## ABOUT THIS TASK
Only an exact copy of the lines beginning at the one that contains "of the power" and ending at the last line of the records below counts as the answer.

## STUDY MATERIAL

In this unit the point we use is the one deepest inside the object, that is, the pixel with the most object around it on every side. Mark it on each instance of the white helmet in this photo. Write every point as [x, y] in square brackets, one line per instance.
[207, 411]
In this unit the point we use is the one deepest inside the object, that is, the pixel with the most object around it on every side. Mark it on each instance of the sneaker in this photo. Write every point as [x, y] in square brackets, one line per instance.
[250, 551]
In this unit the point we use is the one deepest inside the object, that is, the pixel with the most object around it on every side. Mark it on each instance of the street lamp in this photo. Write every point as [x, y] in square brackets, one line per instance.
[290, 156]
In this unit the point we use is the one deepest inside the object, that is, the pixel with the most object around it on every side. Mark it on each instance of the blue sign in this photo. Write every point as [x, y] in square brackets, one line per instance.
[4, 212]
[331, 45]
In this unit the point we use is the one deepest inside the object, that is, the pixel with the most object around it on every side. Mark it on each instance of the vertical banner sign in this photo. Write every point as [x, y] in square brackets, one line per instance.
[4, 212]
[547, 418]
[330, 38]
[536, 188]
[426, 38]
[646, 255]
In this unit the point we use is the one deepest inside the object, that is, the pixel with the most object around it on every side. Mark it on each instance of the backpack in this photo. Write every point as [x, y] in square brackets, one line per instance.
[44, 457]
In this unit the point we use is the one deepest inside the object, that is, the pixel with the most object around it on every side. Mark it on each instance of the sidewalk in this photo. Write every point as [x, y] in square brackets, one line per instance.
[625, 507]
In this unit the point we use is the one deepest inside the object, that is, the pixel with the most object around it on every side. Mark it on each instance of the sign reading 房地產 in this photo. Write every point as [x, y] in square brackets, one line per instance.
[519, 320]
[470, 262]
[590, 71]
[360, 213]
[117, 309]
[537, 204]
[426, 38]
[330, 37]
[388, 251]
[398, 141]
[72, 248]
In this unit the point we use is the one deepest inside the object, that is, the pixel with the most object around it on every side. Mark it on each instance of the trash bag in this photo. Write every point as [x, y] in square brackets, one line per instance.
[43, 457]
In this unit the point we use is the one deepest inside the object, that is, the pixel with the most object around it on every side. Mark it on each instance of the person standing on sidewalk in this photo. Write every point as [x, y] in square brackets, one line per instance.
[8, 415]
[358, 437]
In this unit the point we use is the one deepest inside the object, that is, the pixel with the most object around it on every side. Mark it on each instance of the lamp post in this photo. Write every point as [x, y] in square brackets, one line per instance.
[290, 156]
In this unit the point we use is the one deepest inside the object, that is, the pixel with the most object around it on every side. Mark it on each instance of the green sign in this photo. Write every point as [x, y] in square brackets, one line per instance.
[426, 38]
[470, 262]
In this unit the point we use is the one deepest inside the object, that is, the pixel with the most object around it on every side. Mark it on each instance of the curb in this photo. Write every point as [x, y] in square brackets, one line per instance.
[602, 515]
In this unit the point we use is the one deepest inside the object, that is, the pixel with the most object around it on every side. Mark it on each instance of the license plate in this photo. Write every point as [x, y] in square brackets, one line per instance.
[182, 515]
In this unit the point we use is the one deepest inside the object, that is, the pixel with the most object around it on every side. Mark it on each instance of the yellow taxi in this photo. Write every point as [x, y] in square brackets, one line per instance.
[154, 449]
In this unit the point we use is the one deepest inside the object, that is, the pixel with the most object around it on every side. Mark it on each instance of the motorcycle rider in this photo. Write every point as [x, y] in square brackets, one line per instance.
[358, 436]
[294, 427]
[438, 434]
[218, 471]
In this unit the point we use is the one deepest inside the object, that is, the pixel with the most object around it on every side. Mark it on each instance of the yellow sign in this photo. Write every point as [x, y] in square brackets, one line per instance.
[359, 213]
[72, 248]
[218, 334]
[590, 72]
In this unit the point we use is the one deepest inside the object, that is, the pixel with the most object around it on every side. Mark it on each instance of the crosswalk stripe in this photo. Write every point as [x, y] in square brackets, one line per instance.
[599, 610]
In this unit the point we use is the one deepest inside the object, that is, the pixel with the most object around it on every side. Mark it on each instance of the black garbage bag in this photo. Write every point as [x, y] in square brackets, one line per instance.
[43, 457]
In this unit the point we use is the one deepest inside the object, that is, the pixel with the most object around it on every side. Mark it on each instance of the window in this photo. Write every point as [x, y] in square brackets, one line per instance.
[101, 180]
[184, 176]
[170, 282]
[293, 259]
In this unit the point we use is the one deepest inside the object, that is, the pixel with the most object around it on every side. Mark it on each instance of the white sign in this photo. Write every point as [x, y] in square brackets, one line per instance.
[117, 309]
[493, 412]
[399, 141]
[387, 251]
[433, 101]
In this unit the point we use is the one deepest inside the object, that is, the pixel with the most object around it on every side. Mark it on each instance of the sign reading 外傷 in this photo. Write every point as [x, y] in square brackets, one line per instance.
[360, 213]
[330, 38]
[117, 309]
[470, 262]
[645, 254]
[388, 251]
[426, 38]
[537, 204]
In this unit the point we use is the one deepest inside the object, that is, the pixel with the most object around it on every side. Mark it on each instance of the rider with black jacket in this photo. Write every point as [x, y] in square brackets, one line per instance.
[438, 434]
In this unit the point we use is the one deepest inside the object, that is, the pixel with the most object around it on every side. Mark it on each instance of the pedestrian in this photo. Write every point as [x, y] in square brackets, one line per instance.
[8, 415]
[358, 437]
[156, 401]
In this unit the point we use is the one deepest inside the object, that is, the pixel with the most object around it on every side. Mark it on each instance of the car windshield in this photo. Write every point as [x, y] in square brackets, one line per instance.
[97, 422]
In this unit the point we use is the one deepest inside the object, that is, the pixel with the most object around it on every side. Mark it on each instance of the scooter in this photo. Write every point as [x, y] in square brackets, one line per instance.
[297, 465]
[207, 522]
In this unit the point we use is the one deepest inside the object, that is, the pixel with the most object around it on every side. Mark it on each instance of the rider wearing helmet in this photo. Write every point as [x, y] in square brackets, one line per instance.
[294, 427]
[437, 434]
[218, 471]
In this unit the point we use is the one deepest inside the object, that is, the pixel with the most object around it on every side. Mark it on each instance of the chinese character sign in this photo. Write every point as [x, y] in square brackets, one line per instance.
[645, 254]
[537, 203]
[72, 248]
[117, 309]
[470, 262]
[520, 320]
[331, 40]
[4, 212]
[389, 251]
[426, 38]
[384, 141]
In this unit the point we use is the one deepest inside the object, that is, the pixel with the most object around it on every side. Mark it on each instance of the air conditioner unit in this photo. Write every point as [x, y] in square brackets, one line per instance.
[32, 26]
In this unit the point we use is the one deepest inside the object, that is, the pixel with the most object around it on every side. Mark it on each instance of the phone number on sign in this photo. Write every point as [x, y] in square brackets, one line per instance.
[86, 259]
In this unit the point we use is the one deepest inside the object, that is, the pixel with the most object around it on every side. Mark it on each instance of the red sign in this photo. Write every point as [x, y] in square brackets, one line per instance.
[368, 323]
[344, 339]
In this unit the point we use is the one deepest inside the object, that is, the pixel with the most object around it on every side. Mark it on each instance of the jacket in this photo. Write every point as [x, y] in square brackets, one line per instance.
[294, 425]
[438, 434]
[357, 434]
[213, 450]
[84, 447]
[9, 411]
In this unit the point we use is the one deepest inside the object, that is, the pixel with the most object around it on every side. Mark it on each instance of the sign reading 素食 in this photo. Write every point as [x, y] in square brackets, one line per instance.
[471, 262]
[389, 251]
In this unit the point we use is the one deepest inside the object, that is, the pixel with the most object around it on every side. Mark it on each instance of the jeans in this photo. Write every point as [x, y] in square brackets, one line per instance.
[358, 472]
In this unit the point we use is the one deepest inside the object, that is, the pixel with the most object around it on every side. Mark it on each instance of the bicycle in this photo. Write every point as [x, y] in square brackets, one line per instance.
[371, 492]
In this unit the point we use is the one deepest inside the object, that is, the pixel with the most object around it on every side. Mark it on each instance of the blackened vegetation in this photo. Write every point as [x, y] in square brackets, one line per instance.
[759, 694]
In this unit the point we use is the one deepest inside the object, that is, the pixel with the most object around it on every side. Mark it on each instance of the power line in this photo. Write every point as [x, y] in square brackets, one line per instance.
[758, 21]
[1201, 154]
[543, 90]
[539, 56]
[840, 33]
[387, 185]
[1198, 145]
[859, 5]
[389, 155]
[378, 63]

## ANSWER TO THE PROBLEM
In this unit the point we use is the one deepest inside the object, that is, the pixel with the most object around it on every side. Mark it on each instance of the power line in this photo. Write every point as [x, y] in square brackets, one line per instance.
[758, 21]
[1201, 154]
[543, 90]
[539, 56]
[840, 33]
[387, 185]
[1198, 145]
[859, 5]
[389, 155]
[378, 63]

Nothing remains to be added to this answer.